:: DATASET RECORDS

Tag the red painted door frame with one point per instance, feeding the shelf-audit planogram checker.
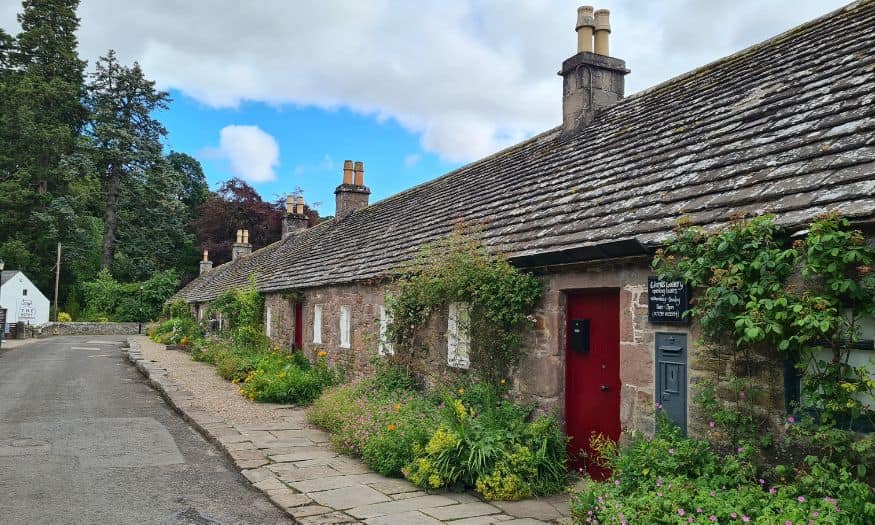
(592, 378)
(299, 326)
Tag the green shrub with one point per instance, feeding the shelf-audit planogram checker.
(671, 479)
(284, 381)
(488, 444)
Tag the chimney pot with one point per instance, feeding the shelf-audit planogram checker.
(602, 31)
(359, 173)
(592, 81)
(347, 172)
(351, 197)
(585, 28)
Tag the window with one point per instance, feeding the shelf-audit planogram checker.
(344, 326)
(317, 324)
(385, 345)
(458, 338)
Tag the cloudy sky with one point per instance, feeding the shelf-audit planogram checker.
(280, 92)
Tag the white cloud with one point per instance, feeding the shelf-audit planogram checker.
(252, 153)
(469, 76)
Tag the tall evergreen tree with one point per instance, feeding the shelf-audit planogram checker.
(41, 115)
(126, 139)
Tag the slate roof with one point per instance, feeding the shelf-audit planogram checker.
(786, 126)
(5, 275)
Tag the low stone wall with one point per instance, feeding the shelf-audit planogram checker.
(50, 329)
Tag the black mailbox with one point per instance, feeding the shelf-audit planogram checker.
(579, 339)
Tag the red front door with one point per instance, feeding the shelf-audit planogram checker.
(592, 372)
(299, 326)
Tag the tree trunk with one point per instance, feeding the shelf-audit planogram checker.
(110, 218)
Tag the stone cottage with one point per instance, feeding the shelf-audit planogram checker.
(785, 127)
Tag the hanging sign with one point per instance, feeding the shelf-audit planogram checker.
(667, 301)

::::
:: DATASET RECORDS

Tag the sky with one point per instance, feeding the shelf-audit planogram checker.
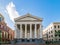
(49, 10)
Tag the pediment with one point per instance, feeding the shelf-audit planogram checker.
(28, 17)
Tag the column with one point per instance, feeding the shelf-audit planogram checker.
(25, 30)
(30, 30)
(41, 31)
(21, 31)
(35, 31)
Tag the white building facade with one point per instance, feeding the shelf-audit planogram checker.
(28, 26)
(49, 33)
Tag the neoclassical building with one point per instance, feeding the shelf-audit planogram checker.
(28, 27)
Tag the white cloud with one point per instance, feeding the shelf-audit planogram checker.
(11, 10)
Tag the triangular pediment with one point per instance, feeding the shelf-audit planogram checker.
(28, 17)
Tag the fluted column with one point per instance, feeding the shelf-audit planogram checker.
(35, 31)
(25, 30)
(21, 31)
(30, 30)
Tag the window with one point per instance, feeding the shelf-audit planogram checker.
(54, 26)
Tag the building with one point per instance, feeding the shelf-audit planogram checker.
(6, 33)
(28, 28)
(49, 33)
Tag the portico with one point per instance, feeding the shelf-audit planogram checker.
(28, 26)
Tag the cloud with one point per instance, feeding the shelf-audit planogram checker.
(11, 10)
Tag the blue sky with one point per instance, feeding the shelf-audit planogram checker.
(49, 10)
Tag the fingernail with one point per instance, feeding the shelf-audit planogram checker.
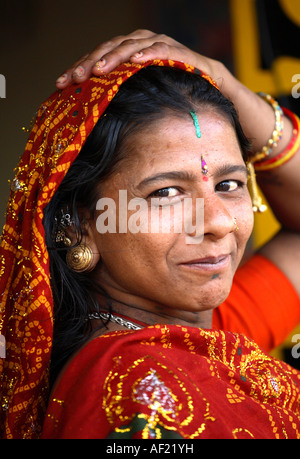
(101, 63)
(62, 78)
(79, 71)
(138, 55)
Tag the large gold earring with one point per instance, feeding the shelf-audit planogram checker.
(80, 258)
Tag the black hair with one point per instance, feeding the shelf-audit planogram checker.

::::
:: DATASET RECORDS

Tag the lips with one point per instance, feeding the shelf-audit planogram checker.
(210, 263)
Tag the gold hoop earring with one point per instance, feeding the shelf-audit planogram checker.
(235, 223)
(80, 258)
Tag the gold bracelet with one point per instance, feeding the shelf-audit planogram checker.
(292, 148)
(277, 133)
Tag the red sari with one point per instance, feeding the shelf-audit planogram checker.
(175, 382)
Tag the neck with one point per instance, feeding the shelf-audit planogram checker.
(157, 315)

::::

Transcribe, without any change, the part of the records above that opens with the line containing "Tag the large" and closes with the line containing "Tag the black hair", including both of those lines.

◆ **FINAL ANSWER**:
Tag the large gold earring with one point per instance, feeding the shelf-audit planogram checker.
(80, 258)
Tag the black hair with one point per instance, feeding the shelf-audit planogram checker.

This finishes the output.